Tu tarea ::
Prosigue el comentario sobre las lecturas del XXXIII Domingo del Tiempo Ordinario a partir de la última oración que aparece.

Fragmento del documento ::

XXXIII Domingo del Tiempo Ordinario, Ciclo C
Tiempo de testimonio y esperanza
Las lecturas bíblicas de los domingos últimos del año litúrgico nos remiten a textos
del género apocalíptico. La apocalíptica es una corriente literaria y teológica de las
tradiciones judía y cristiana que revela la perspectiva divina sobre la vida, la
historia y el destino del hombre y del mundo, desde el reconocimiento de la
soberanía de Dios como único Señor, y desde la experiencia dolorosa de la historia
humana como una historia de dolor, de sufrimiento, de tribulación y de mal, que el
mismo hombre provoca, consiente y mantiene. Pero los textos apocalípticos de la
Biblia requieren, como género literario muy singular, una interpretación adecuada
que tenga en cuenta el conjunto de la Sagrada Escritura y el horizonte teológico de
esperanza al cual nos abren dichos textos.
En el profeta Malaquías (Mal 3,19-20) resuena el "Día del Señor", de la tradición
profética de Amós (5,18.20) y de Isaías (19,2), como un acontecimiento tremendo,
destructor, purificador y redentor, como un día de gran crisis del orden vigente:
"Llega el día ardiente como un horno, malvados y perversos serán la paja, y los
quemaré el día que ha de venir, y no quedará de ellos ni rama ni raíz, pero a los
que honran mi nombre los iluminará un sol de justicia, que lleva la salud en las
alas". Sin embargo, lo que triunfa es la salvaci= 3n de los fieles a Dios,
representada en la imagen del sol de justicia.
El Evangelio de San Lucas (Lc 21,5-19) nos introduce en el discurso escatológico,
común a los tres evangelios sinópticos y que sería conveniente leer hasta el final.

Filas de datos ::
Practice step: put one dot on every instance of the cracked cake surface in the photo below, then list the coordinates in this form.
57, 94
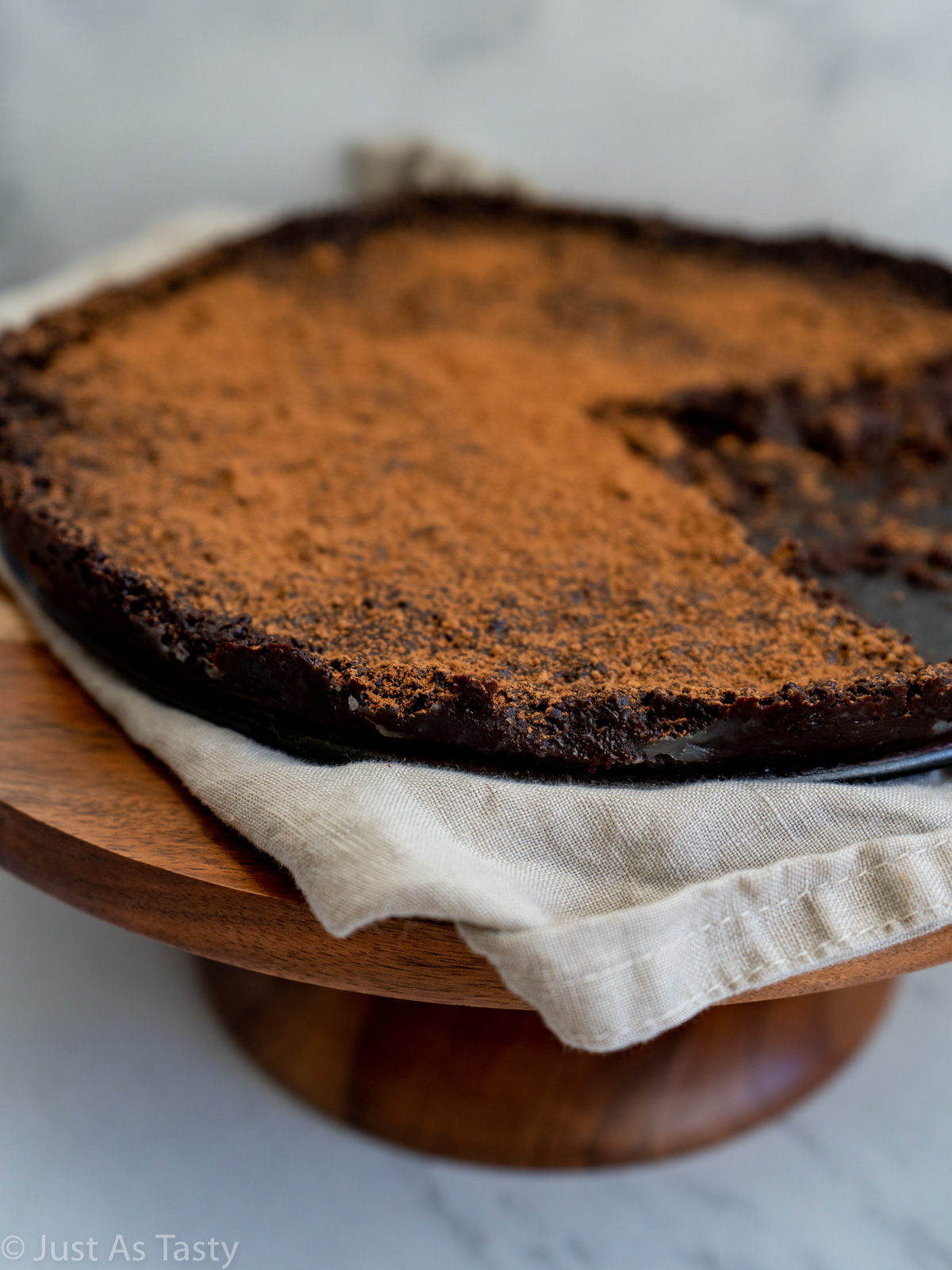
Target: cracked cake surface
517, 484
...
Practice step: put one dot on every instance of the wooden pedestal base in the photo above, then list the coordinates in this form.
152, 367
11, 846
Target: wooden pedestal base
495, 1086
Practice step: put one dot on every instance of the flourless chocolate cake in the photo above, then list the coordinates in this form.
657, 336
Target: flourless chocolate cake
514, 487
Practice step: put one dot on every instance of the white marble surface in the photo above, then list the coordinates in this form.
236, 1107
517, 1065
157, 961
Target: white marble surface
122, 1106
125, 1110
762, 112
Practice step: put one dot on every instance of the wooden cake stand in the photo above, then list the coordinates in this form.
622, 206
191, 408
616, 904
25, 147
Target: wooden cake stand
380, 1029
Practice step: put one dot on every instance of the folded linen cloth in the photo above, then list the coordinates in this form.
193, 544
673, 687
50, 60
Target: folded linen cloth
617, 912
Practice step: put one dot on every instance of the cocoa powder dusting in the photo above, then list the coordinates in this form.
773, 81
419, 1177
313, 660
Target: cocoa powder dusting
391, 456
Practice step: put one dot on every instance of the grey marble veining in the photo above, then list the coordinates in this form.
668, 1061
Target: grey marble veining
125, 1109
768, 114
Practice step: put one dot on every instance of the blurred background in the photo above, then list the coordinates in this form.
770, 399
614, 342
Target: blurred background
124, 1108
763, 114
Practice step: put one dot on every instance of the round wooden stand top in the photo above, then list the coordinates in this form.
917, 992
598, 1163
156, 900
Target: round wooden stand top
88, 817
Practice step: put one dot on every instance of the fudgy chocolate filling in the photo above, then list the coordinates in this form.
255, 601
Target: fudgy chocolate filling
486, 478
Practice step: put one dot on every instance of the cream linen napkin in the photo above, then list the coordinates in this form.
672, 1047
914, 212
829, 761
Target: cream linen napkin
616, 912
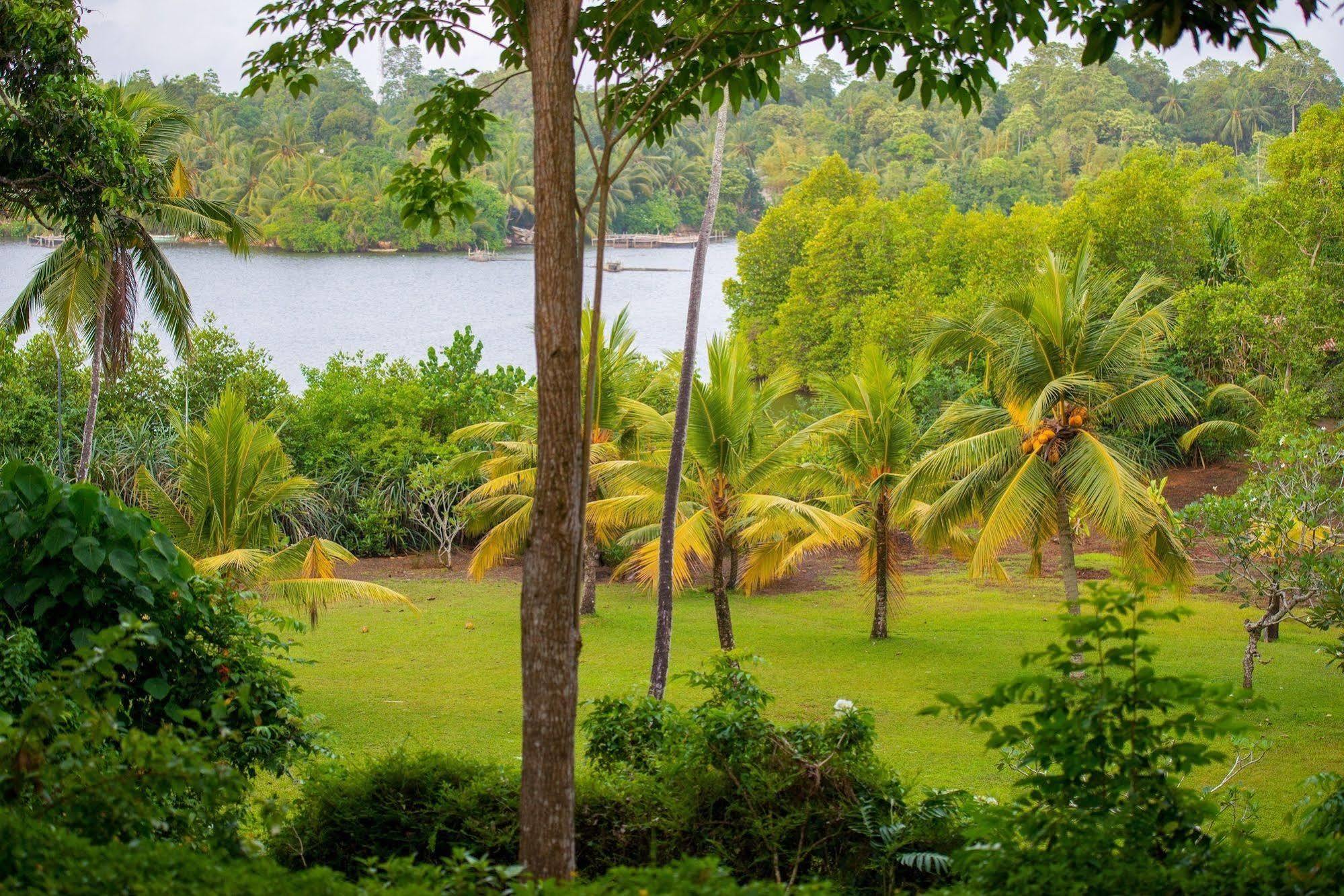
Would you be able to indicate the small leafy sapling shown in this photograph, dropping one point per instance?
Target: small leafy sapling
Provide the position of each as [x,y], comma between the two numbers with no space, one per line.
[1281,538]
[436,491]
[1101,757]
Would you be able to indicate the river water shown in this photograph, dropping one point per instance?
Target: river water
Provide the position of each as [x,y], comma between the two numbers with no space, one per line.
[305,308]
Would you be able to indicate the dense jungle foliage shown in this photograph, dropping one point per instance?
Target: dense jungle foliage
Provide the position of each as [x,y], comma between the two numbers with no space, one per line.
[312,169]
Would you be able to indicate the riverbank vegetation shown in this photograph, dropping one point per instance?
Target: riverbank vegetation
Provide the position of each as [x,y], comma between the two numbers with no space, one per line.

Respuesta del ejercicio ::
Los detalles del género literario están cargados de fuerza y chocan con nuestra
imaginación y puede que también choquen con nuestra idea de Dios, pero revelan a
un tiempo la realidad del comienzo definitivo del nuevo día de Dios en la historia
humana y que alcanza al más allá de la historia. Es posible que nos resulten
extraños los elementos portentosos de este lenguaje. Vendrán grandes terremotos,
epidemias y hambres en distintos países, calamidades espantosas y grandes
señales en el cielo. Habrá guerras y noticias de guerras... Este lenguaje
catastrofista es propio de la apocalíptica y pretende revelar al hombre, mediante
visiones y señales, la verdad última y decisiva de la historia humana desde la
perspectiva de Dios. Pero el apocalíptico cristiano no es principalmente un
pregonero de desastres históricos, sucedidos o que vayan a suceder, sino más bien
el profeta que percibe la historia del mal y de los desastres que ya existen desde la
perspectiva de quienes los sufren como víctimas. Y sólo desde el lado de los
sufrientes, puede revelar (que eso es lo que significa Apocalipsis) un nuevo
horizonte que rompe con la marcha del devenir de la historia.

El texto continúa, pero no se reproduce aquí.